Selected text →
■ ■ ■ ■ ■ ■ ■

Goldman Sachs Group Inc. fell 12 percent, the most since April 2000, to $135.50. JPMorgan Chase & Co. retreated 10 percent to $37. Their shares were downgraded by Merrill Lynch.

Goldman Sachs was cut to ``neutral'' on the likelihood Lehman's bankruptcy will reduce profitability for the biggest U.S. securities firm. The analysts cut their recommendation on JPMorgan to ``underperform'' and predicted the lender will report a third-quarter loss.

Morgan Stanley, the biggest U.S. securities firm other than Goldman Sachs, fell 14 percent to $32.19.

Betting Against Financials

The Financial Select Sector SPDR Fund, an exchange-traded fund linked to financial companies, had 42.6 million shares on loan on Sept. 11, or 87 percent more than a week earlier, according to Alexander Hofmann, an analyst at Data Explorers in London. Shares on loan can be an indication of short positions.

Former Fed Chairman Alan Greenspan said the financial crisis that began with the collapse of the subprime-mortgage market last year ``is probably a once in a century event'' that will lead to the failure of more firms.

■ ■ ■ ■ ■ ■ ■

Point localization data
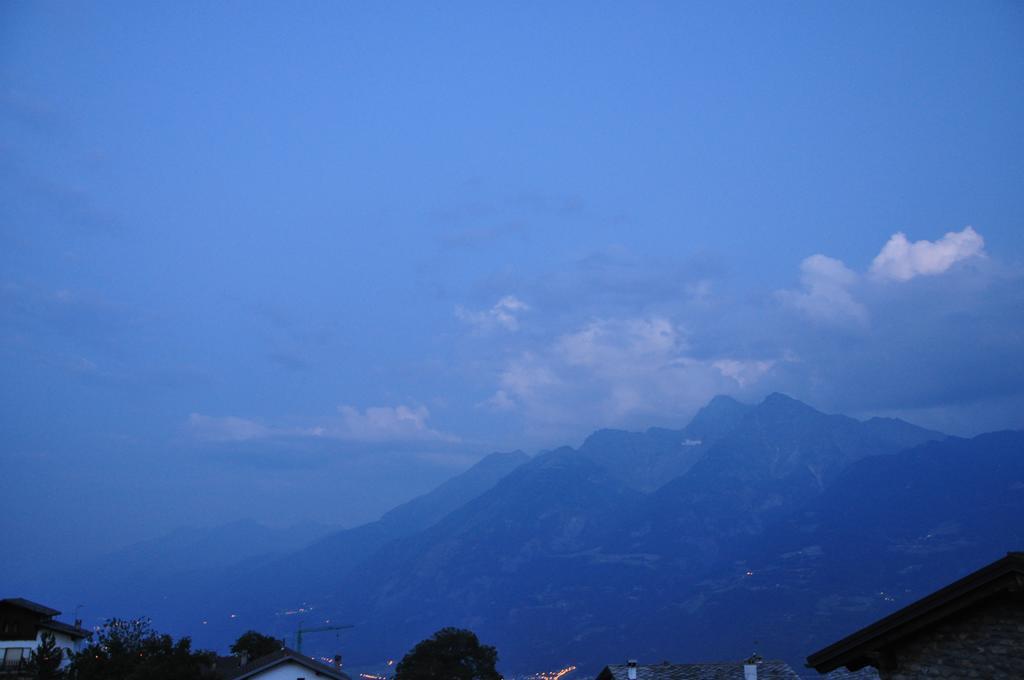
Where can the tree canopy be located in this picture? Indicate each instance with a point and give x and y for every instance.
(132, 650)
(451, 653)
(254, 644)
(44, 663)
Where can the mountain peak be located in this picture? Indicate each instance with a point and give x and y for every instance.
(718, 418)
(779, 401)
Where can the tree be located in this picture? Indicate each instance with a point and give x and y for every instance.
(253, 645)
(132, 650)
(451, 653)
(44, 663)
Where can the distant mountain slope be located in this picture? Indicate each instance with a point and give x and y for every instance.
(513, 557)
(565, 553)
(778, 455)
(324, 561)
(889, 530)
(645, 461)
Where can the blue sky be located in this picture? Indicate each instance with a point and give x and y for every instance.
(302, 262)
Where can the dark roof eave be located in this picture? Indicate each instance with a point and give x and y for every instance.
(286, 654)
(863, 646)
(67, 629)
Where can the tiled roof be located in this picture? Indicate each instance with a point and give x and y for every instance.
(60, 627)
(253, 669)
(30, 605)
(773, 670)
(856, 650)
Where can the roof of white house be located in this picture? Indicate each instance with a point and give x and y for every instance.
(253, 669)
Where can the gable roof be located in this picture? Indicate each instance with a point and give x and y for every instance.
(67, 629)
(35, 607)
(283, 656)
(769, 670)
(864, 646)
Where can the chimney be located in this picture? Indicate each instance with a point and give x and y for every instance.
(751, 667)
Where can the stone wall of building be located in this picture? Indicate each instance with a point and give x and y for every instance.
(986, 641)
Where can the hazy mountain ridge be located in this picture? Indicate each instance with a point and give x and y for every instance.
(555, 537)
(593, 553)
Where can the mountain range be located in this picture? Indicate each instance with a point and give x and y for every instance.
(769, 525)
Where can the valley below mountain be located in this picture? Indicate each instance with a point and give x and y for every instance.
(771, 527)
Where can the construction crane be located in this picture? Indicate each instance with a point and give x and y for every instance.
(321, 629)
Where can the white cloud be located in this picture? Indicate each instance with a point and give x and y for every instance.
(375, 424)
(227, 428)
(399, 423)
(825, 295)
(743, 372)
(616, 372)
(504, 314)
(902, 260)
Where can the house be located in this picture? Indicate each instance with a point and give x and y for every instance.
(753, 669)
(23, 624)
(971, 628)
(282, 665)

■ ■ ■ ■ ■ ■ ■

Goal of the exercise → Extract from the market report the passage starting with "Goldman Sachs was" and going on through "a third-quarter loss.", copying it word for word. None of those lines matter for what comes next.

Result →
Goldman Sachs was cut to ``neutral'' on the likelihood Lehman's bankruptcy will reduce profitability for the biggest U.S. securities firm. The analysts cut their recommendation on JPMorgan to ``underperform'' and predicted the lender will report a third-quarter loss.